Which lines in the records below contain the word "brown"? Return each of them.
──────
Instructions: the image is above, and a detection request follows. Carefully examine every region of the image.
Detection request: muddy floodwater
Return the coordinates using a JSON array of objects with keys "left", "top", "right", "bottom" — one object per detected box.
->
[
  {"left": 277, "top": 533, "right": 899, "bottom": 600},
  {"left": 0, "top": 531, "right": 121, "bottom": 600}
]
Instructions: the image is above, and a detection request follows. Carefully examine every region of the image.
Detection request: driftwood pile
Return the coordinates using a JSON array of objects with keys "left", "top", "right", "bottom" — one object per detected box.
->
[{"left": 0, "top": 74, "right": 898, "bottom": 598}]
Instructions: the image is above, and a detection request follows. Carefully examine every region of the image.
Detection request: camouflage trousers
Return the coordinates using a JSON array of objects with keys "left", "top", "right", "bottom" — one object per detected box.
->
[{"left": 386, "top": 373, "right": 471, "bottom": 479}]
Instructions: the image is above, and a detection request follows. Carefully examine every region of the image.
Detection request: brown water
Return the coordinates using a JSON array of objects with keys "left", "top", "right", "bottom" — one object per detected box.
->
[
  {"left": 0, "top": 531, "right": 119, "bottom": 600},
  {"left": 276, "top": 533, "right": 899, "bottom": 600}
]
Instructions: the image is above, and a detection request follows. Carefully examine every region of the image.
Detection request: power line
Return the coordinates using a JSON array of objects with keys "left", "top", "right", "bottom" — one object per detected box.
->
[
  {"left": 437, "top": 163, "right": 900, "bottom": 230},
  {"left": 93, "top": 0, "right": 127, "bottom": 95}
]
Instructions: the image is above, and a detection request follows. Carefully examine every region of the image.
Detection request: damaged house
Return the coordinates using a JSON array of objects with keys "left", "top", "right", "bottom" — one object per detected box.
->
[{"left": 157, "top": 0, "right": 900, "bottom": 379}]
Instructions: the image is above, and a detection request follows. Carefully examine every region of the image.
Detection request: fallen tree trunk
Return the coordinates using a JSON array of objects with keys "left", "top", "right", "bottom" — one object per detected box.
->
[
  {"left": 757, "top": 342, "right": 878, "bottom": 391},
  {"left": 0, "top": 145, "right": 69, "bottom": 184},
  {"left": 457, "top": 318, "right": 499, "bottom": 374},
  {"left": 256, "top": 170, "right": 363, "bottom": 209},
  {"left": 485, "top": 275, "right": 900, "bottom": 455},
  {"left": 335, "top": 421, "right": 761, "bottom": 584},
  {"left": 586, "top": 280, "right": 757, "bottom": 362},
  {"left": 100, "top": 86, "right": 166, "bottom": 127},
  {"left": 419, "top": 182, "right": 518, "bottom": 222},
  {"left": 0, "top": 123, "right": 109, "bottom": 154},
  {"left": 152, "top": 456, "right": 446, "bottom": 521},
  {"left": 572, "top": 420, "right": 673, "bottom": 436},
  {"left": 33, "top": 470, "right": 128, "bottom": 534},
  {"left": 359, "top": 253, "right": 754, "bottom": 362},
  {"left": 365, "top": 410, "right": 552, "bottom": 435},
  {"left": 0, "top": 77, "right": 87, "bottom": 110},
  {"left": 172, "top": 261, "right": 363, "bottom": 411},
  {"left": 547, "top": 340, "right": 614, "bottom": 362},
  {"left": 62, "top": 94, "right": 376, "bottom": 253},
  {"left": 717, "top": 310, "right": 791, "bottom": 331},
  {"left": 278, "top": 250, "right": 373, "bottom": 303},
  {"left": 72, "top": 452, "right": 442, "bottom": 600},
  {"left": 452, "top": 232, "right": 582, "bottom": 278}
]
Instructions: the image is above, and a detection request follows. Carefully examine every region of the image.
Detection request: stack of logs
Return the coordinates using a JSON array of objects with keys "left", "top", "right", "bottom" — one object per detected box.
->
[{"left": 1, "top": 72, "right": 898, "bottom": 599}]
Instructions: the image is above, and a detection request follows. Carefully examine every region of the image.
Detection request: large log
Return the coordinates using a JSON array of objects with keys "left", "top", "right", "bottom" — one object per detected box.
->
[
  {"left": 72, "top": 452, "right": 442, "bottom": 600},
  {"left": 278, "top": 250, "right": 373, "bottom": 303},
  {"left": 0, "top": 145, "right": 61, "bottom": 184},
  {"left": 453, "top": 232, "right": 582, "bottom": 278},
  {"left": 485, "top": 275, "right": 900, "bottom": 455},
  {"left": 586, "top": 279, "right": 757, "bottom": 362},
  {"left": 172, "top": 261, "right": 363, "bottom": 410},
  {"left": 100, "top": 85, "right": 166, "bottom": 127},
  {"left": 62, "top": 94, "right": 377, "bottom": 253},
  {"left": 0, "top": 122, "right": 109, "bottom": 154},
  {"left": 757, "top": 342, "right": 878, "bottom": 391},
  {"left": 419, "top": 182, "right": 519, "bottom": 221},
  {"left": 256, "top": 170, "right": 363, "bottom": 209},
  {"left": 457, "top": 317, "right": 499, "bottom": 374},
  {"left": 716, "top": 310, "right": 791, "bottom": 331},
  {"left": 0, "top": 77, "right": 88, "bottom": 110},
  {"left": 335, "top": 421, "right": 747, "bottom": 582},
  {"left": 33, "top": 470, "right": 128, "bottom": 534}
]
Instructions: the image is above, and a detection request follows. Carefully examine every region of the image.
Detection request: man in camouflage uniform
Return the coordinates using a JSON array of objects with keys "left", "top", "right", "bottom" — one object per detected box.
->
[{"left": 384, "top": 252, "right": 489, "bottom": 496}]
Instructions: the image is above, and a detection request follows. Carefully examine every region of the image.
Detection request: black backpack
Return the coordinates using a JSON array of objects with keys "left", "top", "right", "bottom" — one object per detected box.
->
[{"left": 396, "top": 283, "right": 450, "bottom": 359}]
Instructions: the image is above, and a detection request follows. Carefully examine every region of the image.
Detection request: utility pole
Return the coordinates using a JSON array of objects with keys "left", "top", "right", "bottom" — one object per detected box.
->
──────
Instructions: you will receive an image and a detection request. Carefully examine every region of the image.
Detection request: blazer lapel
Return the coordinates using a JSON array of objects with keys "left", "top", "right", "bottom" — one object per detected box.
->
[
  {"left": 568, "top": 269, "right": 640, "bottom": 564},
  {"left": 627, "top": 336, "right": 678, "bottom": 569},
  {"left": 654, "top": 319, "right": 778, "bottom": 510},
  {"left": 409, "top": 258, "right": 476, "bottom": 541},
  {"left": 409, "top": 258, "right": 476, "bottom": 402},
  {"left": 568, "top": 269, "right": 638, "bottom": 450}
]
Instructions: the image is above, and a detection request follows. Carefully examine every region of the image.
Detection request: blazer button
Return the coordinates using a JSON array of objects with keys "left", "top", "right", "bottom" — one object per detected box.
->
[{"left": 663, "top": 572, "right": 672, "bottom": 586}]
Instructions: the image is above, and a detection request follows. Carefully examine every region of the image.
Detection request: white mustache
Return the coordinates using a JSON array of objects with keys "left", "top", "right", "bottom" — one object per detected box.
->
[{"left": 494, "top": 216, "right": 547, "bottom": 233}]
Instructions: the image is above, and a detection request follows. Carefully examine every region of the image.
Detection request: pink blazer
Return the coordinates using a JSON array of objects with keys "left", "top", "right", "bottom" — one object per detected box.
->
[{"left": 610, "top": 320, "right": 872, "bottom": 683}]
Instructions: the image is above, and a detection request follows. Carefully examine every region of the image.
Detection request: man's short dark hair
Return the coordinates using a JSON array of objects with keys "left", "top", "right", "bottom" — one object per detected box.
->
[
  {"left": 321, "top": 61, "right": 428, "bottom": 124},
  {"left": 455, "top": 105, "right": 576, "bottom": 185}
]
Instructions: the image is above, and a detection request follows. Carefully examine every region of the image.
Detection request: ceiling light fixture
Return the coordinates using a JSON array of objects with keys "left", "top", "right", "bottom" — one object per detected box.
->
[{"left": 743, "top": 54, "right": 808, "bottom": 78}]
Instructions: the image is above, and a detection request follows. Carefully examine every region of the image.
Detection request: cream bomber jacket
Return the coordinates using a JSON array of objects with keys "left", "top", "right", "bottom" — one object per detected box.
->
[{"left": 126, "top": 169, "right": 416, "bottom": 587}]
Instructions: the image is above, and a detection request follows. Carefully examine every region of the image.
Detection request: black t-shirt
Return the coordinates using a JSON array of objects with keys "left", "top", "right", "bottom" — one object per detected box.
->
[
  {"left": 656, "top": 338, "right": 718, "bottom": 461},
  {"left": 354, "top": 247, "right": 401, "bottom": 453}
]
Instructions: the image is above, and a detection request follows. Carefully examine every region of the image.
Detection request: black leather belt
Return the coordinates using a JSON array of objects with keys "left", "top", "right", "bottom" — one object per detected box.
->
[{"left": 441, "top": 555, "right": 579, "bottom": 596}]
──────
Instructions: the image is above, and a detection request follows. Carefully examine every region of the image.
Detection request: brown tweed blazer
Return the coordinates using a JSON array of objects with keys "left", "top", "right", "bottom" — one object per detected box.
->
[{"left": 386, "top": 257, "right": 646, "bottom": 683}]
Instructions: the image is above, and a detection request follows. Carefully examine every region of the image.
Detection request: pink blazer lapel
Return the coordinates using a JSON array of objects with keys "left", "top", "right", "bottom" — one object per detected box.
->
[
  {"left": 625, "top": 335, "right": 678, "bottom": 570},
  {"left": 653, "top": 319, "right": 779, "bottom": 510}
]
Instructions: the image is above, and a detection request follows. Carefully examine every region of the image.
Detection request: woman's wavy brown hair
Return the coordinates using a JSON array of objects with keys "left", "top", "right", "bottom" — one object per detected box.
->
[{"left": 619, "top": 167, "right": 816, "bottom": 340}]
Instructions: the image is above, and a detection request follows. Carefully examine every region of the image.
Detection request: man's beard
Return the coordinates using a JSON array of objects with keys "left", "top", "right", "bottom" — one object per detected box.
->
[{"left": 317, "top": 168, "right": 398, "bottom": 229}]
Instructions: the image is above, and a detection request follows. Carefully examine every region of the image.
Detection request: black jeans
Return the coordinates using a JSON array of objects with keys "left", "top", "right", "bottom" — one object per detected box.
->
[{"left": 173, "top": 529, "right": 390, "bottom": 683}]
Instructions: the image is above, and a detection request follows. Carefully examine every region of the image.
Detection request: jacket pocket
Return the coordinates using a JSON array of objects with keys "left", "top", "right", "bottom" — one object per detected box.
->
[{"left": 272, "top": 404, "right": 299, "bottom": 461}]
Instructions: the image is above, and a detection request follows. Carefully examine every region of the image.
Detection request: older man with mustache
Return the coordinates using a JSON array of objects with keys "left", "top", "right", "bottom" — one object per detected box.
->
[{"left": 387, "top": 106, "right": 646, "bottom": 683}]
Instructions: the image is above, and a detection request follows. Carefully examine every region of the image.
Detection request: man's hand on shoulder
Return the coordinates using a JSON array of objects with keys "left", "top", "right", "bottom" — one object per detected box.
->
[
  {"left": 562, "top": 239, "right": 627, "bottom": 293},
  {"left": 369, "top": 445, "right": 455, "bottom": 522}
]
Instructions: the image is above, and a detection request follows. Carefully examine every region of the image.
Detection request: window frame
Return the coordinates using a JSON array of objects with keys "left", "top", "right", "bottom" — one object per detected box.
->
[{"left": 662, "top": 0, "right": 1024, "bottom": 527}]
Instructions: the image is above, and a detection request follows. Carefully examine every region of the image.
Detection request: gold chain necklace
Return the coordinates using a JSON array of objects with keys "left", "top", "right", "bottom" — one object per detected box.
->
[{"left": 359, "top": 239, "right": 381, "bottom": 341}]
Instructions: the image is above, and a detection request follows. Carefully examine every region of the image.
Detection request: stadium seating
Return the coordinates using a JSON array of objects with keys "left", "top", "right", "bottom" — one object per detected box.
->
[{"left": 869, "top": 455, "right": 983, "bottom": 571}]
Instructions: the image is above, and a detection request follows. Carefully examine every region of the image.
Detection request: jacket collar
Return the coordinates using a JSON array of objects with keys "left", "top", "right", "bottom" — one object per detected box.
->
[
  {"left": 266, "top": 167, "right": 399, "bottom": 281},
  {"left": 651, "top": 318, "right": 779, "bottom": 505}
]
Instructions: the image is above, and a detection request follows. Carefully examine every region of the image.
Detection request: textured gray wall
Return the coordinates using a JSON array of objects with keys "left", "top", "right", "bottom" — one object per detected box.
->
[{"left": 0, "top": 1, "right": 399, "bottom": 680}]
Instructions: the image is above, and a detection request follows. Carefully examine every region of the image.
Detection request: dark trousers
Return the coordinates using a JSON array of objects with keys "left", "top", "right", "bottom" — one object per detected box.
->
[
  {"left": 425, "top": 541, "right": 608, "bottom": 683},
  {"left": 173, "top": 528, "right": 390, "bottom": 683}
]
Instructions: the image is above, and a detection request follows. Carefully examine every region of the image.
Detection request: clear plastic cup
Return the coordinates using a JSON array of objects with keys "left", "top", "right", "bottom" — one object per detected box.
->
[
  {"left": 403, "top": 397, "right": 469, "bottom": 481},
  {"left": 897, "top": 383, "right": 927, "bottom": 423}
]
──────
Task solution |
Detection request: brown water
Detection request: brown tweed blazer
Detection request: woman's wavy brown hair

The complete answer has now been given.